» Direction A: Copy the listing word for word, starting at the line containing "Might you point out the paved" and continuing through the listing's final line.

» Page text:
Burnham took a leading role in the creation of master plans for the development of a number of cities, including Chicago, Manila and downtown Washington, D.C. He also designed several famous buildings, including the Flatiron Building of triangular shape in New York City, Union Station in Washington D.C., and the Continental Trust Company Building tower skyscraper in Baltimore (now One South Calvert Building).
Burnham and Root had accepted responsibility to oversee design and construction of the World's Columbian Exposition in Chicago’s then-desolate Jackson Park on the south lakefront. The largest world's fair to that date (1893), it celebrated the 400-year anniversary of Christopher Columbus' famous voyage. After Root's sudden and unexpected death, a team of distinguished American architects and landscape architects, including Burnham, Frederick Law Olmsted, Charles McKim and Louis Sullivan, radically changed Root's modern and colorful style to a Classical Revival style. Under Burnham's direction, the construction of the Fair overcame huge financial and logistical hurdles, including a worldwide financial panic and an extremely tight timeframe, to open on time.

» Exercise materials:
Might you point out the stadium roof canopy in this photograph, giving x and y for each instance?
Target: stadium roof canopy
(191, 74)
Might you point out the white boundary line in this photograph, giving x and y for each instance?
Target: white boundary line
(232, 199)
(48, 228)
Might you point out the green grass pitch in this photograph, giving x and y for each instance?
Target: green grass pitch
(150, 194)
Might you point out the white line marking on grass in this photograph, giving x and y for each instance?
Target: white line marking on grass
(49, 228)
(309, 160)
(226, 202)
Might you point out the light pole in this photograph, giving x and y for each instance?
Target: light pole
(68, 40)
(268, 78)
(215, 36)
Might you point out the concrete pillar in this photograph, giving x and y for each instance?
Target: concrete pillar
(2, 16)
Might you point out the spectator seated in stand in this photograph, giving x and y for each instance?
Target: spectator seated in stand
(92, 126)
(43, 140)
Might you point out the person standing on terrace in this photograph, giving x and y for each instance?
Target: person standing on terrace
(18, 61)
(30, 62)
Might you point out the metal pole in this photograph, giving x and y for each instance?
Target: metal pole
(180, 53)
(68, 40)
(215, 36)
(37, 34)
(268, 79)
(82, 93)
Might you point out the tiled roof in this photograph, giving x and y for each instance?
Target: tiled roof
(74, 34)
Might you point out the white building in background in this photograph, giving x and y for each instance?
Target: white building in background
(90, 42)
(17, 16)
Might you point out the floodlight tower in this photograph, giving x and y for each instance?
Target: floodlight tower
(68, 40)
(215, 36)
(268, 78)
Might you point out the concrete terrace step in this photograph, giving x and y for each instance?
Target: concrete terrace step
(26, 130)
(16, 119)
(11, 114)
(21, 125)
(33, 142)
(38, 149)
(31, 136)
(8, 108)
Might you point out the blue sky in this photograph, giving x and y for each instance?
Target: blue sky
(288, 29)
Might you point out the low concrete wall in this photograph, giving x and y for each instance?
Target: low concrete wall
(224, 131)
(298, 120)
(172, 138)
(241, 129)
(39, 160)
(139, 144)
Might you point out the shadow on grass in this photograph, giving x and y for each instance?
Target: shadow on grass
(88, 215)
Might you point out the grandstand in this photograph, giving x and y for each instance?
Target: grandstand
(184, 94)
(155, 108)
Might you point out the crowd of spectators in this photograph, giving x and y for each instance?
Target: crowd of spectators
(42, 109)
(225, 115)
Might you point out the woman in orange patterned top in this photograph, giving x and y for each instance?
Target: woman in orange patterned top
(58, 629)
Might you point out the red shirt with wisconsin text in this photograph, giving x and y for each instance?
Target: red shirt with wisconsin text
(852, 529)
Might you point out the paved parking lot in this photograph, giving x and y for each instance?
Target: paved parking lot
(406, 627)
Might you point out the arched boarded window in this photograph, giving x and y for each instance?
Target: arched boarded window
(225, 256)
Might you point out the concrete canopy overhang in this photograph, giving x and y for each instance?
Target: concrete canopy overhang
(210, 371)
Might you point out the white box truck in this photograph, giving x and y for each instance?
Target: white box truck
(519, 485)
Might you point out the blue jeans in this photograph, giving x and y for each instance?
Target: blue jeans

» Direction B: According to the passage on Burnham, what anniversary did the World's Columbian Exposition celebrate?

» Solution A:
Might you point out the paved parking lot in this photograph, giving x and y for each instance?
Target: paved parking lot
(406, 627)
Might you point out the arched boarded window in this photograph, giving x and y for each instance?
Target: arched boarded window
(225, 256)
Might you point out the concrete canopy overhang in this photograph, giving x and y for each instance?
Target: concrete canopy overhang
(210, 371)
Might you point out the white box truck in this photograph, giving x and y for each instance?
Target: white box truck
(519, 485)
Might you point out the blue jeans in this photograph, giving x and y for each instance?
Target: blue jeans

» Solution B: The 400-year anniversary of Christopher Columbus' famous voyage.